• **Exercise data**:

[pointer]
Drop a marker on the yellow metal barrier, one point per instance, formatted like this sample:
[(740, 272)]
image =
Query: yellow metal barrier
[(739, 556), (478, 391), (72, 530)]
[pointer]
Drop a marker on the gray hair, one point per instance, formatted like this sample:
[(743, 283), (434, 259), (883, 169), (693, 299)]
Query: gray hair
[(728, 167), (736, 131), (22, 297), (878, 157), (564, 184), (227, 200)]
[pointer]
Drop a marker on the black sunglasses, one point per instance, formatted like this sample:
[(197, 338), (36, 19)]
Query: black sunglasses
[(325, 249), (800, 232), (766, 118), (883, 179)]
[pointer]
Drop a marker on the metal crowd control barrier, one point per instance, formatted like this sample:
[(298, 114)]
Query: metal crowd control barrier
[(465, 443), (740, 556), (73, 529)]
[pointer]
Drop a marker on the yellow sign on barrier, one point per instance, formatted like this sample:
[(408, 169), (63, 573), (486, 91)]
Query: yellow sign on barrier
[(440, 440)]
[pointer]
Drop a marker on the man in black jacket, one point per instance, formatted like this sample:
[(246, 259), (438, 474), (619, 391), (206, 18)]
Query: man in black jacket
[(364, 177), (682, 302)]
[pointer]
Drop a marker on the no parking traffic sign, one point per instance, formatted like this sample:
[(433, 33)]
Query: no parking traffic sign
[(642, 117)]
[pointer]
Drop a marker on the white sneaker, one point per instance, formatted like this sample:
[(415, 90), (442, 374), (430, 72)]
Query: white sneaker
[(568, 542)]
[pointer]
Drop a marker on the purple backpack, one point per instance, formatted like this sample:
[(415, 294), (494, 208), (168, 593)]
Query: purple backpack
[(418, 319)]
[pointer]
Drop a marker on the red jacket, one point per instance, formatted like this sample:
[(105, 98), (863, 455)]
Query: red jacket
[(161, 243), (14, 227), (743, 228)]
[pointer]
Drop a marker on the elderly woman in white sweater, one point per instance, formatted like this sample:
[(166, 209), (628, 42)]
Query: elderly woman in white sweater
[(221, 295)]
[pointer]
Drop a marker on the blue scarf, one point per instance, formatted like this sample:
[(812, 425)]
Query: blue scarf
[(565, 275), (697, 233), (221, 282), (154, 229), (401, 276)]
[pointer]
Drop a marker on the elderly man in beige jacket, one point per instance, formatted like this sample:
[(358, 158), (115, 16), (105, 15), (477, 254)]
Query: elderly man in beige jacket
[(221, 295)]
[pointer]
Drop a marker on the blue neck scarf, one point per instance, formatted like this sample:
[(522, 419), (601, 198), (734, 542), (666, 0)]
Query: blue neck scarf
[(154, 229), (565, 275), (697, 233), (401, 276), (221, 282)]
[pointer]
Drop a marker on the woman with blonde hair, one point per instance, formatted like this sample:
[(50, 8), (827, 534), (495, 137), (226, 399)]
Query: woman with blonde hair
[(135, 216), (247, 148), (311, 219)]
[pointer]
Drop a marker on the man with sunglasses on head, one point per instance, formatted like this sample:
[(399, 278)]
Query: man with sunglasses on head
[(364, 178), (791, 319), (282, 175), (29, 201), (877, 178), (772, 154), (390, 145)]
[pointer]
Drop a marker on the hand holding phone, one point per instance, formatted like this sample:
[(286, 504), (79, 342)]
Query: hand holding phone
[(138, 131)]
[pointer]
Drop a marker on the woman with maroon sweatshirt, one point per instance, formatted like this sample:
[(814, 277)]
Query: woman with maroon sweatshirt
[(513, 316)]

• **Task**:
Pull out every line of the items above that contains the word "head".

• **The solution**:
Drop a marker on the man with sunglasses on head, one point per instance, formatted like this sample:
Query: man with sunglasses on head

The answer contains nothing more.